Text excerpt
▼▼▼
The reactor is designed for 33 years (sometimes quoted as 30+ for rounding down with margin of safety etc) and does not need refuelling within that period as:

A) It is highly enriched Uranium (HEU) that provides this longer cycle duration to begin with

(LEU like what France uses needs refuelling every 10 years or so, can read more here: https://defencehub.live/threads/indian-nuclear-submarine-programs-ssbn-ssn.8844/page-5#post-254341). France more or less did that option deliberately for reasons explained there.


B) It is run at much lower capacity factor than say a nuclear power plant (or the nuclear reactors on say a ship, where say mid life refuelling is not as big a penalty). This ties in with the "overdesign" of point C.

Thus this helps the design of extending the refuelling cycle duration to what you want when that becomes a dominant design driver.


C) Importantly, the reactor (fuel amount, moderator, geometry etc) is "overdesigned" with the final years (neutron) flux supply in mind and backworked to what is then needed at the start.
▲▲▲
(Point-per-instance localization data)
▼▼▼
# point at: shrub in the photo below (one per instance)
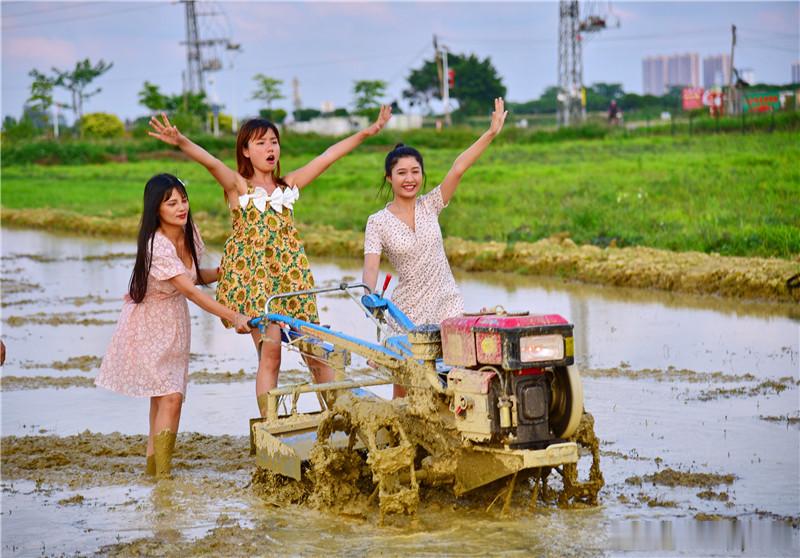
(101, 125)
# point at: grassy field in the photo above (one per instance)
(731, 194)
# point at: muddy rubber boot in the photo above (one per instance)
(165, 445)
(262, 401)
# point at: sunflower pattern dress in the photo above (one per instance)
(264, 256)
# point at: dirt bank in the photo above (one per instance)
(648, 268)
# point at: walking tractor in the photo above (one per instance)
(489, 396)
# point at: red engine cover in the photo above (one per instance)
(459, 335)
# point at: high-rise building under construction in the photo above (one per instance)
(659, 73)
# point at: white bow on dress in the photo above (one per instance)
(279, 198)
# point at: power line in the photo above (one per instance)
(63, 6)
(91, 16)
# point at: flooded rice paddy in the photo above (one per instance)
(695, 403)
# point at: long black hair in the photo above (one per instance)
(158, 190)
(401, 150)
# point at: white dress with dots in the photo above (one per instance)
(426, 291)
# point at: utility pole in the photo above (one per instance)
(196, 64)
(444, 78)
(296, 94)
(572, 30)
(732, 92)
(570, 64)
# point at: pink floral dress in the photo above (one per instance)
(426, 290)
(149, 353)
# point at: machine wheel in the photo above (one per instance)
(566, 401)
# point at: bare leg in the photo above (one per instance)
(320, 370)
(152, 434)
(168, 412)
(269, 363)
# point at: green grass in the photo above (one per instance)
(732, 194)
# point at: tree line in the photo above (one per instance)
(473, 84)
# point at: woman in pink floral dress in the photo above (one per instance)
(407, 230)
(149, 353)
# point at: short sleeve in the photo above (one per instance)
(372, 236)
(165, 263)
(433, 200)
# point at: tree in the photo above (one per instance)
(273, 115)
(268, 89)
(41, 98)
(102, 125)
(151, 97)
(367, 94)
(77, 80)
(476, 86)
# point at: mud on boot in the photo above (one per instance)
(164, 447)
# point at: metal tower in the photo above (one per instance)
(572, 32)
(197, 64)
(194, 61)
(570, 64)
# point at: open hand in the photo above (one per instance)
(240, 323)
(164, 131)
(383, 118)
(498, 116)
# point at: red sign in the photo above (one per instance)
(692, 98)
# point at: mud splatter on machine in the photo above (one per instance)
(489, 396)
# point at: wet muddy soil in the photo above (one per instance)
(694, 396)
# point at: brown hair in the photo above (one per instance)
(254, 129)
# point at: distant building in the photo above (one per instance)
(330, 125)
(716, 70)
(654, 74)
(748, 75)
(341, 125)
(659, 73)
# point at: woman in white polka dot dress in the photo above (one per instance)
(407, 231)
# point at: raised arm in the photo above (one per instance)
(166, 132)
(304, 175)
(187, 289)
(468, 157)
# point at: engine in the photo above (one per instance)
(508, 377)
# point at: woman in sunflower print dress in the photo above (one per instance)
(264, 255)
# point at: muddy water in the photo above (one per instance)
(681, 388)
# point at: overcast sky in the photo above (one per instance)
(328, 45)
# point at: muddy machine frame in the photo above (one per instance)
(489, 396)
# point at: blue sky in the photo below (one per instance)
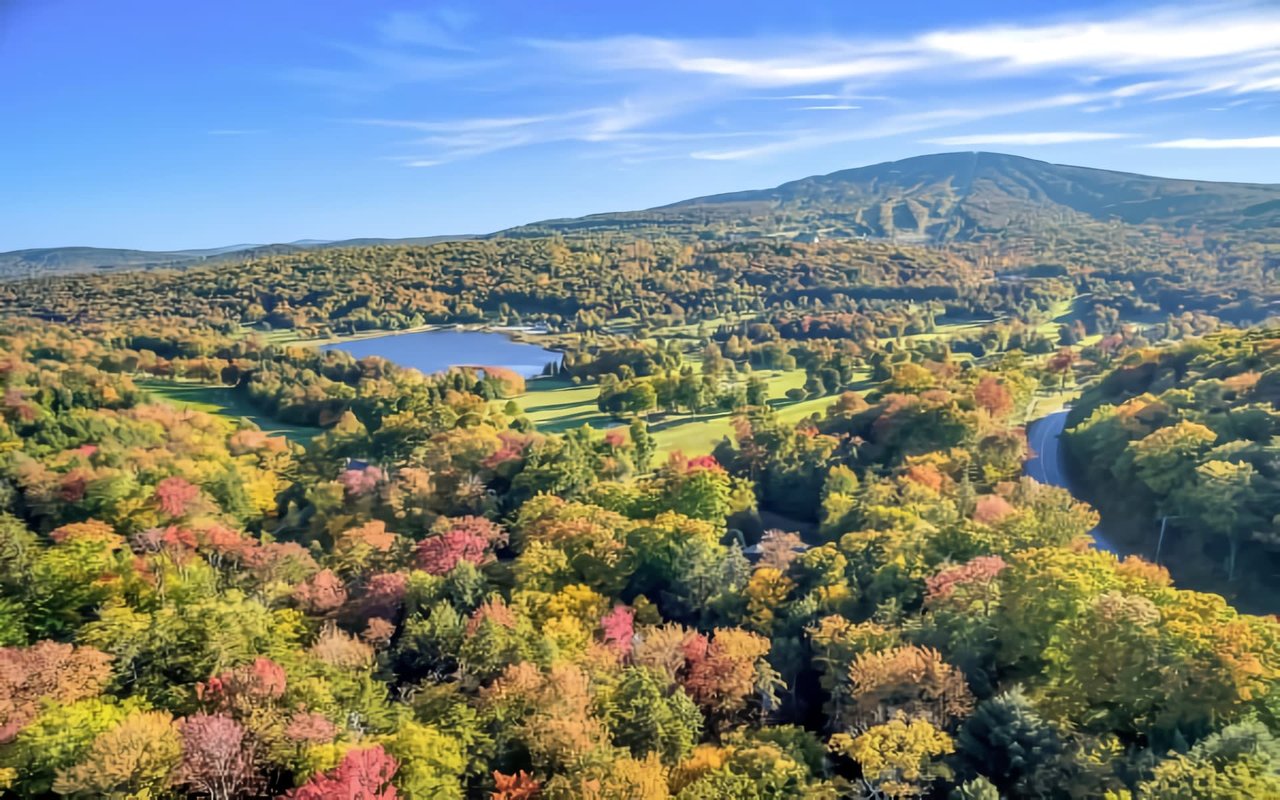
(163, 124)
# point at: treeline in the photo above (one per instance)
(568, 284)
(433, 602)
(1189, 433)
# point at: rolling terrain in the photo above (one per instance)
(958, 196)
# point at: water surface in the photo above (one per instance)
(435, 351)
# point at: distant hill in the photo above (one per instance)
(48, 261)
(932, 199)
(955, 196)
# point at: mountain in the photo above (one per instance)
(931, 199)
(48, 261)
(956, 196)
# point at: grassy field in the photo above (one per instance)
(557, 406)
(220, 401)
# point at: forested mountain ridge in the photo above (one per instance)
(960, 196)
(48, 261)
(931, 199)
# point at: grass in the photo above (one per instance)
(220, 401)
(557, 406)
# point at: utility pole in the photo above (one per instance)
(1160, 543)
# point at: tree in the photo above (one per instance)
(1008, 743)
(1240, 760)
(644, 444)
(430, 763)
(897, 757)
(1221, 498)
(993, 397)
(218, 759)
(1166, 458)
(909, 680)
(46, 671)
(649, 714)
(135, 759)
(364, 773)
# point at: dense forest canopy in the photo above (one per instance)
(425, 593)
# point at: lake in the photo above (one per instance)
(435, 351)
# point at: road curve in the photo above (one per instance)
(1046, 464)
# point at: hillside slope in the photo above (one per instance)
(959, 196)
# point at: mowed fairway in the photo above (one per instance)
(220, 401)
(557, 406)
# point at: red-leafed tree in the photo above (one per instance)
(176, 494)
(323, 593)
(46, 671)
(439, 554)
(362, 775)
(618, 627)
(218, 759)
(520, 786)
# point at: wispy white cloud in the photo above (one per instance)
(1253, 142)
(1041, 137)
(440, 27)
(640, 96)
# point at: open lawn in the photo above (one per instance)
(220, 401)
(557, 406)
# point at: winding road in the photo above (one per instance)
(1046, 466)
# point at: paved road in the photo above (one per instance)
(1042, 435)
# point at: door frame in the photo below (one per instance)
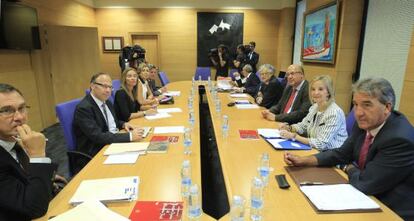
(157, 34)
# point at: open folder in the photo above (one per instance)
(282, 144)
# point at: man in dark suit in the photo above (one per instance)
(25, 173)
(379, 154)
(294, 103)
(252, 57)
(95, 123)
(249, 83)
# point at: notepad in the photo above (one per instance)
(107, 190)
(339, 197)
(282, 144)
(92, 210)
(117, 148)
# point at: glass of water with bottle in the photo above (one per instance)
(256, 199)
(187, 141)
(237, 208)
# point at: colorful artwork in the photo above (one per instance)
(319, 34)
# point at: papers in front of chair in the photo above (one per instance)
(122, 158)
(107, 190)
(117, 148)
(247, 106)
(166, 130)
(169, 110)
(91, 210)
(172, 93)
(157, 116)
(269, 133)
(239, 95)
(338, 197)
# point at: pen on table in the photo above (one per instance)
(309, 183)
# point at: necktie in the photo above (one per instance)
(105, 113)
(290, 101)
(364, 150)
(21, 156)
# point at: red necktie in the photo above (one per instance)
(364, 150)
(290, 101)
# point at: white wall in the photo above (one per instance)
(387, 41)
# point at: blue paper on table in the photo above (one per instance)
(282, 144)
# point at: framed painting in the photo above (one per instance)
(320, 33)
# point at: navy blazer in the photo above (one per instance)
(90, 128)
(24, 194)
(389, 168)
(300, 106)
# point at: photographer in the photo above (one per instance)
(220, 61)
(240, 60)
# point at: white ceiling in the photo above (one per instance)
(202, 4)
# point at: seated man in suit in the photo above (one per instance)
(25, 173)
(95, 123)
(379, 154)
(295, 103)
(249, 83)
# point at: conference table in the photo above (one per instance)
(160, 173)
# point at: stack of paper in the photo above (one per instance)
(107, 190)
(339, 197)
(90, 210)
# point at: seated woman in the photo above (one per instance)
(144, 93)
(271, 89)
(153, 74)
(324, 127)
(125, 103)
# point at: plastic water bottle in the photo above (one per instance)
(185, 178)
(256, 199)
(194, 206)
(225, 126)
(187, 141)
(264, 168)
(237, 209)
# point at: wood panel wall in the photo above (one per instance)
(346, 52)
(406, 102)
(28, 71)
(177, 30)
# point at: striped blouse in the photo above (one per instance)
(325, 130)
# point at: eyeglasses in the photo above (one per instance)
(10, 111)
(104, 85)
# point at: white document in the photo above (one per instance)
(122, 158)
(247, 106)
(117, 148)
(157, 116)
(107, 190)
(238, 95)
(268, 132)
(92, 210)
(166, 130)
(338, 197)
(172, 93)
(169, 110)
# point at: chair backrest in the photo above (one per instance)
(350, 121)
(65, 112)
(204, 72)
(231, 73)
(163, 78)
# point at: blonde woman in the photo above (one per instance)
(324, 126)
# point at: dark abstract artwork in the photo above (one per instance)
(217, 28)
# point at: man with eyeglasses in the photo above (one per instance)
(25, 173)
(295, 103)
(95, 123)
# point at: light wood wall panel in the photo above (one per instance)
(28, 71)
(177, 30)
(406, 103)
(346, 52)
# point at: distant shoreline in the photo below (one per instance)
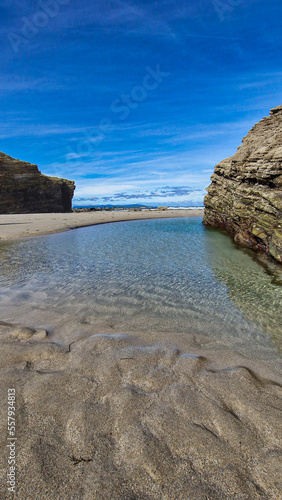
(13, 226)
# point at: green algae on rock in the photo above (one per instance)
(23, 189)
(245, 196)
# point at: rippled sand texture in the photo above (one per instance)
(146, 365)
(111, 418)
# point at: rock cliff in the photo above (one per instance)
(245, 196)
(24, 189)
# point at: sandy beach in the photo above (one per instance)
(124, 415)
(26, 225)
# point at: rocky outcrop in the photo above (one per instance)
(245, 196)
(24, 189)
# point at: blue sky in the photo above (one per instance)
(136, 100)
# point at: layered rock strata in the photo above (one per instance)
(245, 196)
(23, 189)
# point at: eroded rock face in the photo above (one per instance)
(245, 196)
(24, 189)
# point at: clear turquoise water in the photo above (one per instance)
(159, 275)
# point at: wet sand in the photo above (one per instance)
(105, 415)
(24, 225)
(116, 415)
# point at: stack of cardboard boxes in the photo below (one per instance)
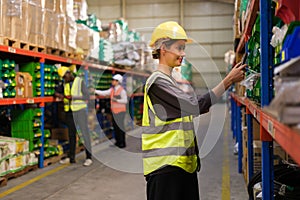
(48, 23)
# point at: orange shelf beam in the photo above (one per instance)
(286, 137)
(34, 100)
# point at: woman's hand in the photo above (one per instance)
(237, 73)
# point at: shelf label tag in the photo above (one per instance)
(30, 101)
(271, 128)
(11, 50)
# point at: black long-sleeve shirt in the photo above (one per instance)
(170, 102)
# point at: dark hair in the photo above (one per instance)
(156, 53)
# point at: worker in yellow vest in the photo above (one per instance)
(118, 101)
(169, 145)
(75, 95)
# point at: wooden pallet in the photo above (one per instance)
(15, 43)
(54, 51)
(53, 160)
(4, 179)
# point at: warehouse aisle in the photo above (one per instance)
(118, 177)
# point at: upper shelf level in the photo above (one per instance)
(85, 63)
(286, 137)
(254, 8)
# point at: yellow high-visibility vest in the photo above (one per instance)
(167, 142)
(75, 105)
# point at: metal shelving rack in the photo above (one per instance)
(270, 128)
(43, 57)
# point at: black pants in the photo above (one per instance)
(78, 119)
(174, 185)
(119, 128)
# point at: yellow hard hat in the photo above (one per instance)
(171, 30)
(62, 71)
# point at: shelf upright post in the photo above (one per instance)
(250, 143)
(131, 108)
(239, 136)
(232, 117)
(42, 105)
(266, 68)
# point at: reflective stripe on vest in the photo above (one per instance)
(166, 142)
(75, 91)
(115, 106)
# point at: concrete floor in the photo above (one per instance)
▲▲▲
Transcribe the part of the reactor refuelling text that opens with the words "A) It is highly" and closes with "of point C.". The lines above are separate material and have no connection to the reactor refuelling text.

A) It is highly enriched Uranium (HEU) that provides this longer cycle duration to begin with

(LEU like what France uses needs refuelling every 10 years or so, can read more here: https://defencehub.live/threads/indian-nuclear-submarine-programs-ssbn-ssn.8844/page-5#post-254341). France more or less did that option deliberately for reasons explained there.


B) It is run at much lower capacity factor than say a nuclear power plant (or the nuclear reactors on say a ship, where say mid life refuelling is not as big a penalty). This ties in with the "overdesign" of point C.